[Job]
Continue the forum thread below about the cricket shipment full of beetle larvae, starting where it stops.

[Page excerpt]
━━━━

# Badly infested cricket shipment, what are these?



## Rayven

Hi Everyone. I need some help. I ordered crickets from Fluker and when they arrived they were BADLY infested with whatever these are. I cannot believe they send shipments out this badly infested. We all know that we get the occasional strange bug with our feeders, but this is just ridiculous. Most of the crickets were dead, plus it looked as though they sent less than half what I ordered, then on top of that, there were more of these weird beetle larvae than there were live crickets!

 I ordered 3000 1/4 inchers. The "group shot" at the bottom is the whole shipment inside a deli insect cup, (the kind we make fruit fly cultures in). They only filled it about two inches deep, I don't think 3000 crickets would have only filled it by that much. I feel scammed.

My questions are,

What are these?
Can I safely feed them to my animals? (and will they eat them or ignore them due to the fuzz?)
Will they escape and infest my house?
If this happened to you, would you make bad review complaint threads against Flukers?

Thanks in advance for your opinions.


----------



## flamesbane

They look like some sort of dermestid larvae, they are often used in feeder insect colonies to eat the carcasses of the dead animals.


----------



## paassatt

Definitely larvae from the Dermestidae family. I've never seen that many in one shipment though. Wow...


----------



## flamesbane

It almost makes me wonder if flukers counts the crickets by weight and just happened to be at the bottom of a bin.

Either way, contact flukers, I am sure they will make it right. Also, next time order from http://joshfrogs.com. His prices are better and his crickets come with a 72 hour guarantee.

Edit
I just noticed what you said about the review thread, contact Flukers first. It could been a mistake.


----------



## paassatt

flamesbane said:


> It almost makes me wonder if flukers counts the crickets by weight and just happened to be at the bottom of a bin.


Probably the most likely scenario.


----------



## tarantulagirl10

I have ordered from Flukers many times. These are always in there, but not usually that many. They turn into black flies of some sort.


----------



## paassatt

tarantulagirl10 said:


> I have ordered from flukers many times. These are always in there, but not usually that many. They turn into black flies of some sort.


Dermestid larvae become dermestid beetles, not flies.

Reactions: Like 1


----------



## Rayven

Yeah, the turn in to a small black beetle, there were a couple of them in there, see the first picture. I will google Dermestidae and learn about them, thanks.


----------



## Toogledoo

They're basically a "cleaner crew" as said above, they eat the dead crickets (or roaches or whatever). I was worried when I got a shipment of crickets with some of these in it until I found out what they were.


----------



## Rayven

Does anyone know if they will escape cages and start to eat my carpets and cloth items? They are in the same family as carpet beetles, right?


----------



## Vermis

Rayven said:


> Does anyone know if they will escape cages and start to eat my carpets and cloth items? They are in the same family as carpet beetles, right?


Not too likely, IMO.   I haven't had any chew through plastic cricket tubs yet, at least.

That is quite a lot of dermestids, and I probably wouldn't be too happy myself.  Although my own Ts get fed an occassional larva, with no apparent ill effects.

━━━━

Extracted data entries
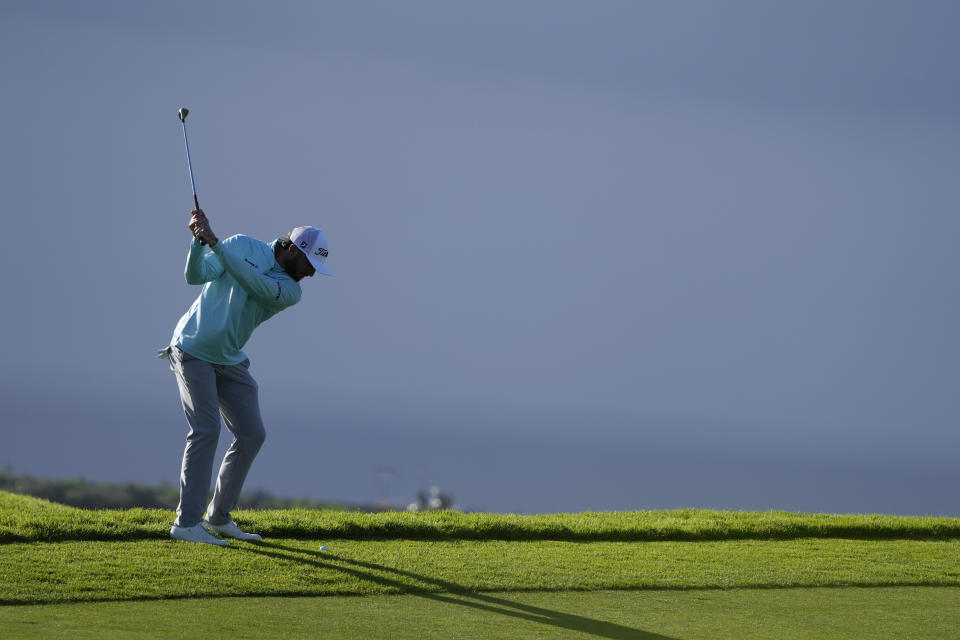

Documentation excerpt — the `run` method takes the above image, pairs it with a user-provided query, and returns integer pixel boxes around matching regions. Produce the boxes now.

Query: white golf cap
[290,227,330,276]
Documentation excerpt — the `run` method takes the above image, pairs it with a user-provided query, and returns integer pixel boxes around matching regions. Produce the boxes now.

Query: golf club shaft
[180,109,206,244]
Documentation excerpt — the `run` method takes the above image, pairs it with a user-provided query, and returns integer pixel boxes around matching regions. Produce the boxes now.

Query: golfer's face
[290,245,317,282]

━━━━

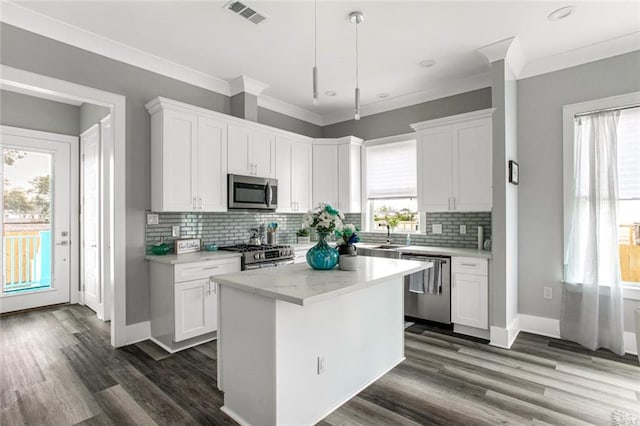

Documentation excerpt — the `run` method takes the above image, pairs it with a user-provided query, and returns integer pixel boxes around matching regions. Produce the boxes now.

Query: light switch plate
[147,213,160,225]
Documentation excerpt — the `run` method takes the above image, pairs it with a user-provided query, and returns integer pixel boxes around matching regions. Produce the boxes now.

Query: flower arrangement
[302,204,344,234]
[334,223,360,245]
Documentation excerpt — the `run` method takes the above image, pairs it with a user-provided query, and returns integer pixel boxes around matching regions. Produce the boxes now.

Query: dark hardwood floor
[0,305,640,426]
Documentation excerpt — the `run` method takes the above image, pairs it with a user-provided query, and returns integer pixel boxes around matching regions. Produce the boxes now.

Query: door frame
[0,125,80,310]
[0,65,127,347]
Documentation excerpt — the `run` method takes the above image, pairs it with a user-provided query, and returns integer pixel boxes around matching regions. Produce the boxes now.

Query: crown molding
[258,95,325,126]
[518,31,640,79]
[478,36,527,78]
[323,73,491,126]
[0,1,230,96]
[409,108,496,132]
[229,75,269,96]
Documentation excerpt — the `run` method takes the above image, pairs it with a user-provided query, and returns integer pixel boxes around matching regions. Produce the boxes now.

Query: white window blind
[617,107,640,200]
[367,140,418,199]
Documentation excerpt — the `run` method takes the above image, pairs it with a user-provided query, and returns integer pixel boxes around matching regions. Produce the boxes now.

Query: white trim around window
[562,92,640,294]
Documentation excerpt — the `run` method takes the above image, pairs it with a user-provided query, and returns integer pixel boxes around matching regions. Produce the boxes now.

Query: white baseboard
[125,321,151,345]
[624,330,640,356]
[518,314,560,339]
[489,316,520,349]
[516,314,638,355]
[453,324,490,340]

━━━━

[Output of the task]
----------



## GiantVinegaroon

Rayven said:


> Does anyone know if they will escape cages and start to eat my carpets and cloth items? They are in the same family as carpet beetles, right?


If they can fit the adults can escape.  They fly very well.


----------



## Rayven

From what I can tell through a quick google, they seem to be flesh eating beetles, the kind museums use to clean skeletons. I guess that is why they infested the cricket company, they are eating dead crickets.

The bad thing is, they are considered a pest and can infest houses. I haven't heard back from Flukers yet but is is the weekend. I emailed a picture to them and asked for an explanation.


----------



## GiantVinegaroon

Rayven said:


> From what I can tell through a quick google, they seem to be flesh eating beetles, the kind museums use to clean skeletons. I guess that is why they infested the cricket company, they are eating dead crickets.
> 
> The bad thing is, they are considered a pest and can infest houses. I haven't heard back from Flukers yet but is is the weekend. I emailed a picture to them and asked for an explanation.


Well you can raise em yourself or freeze em.


----------



## Necromion

dermestid beetles are a pretty fun thing to get in your home, especially if you have any form of taxidermy, pets (they love dry cat and dog food), or are an insect collector like myself (often destroying years of work). Theys guys look like they could be Dermestes lardarius, cant tell for sure as you dont have a clear picture of the adults. I would contact flukers about the shipment, they should either refund you or give your a replacement. As for what to do with the current batch of crickets I would place them in an air tight container and stick them in the freezer immediatly as they larvae can chew into lead easily. 
link with info from penn state about species
http://ento.psu.edu/extension/factsheets/larder-beetle


----------



## Rayven

Thanks for the help everyone. At this point I am furious with Flukers and consider them an unethical business. When I have time I will file complaints against them, post on the BIO, and wherever else I can think of. They should be shut down. I am going to contact the authorities and find out if the health dept , agriculture dept , or whoever might oversee businesses like this should be pressed in to conducting an investigation. Someone told me that shipping pest species over state lines is a federal offense.  ( I have no idea whether that's true, but if it is, I hope they get nailed.) From the way they responded to me it is obvious they know they have an issue and they don't care.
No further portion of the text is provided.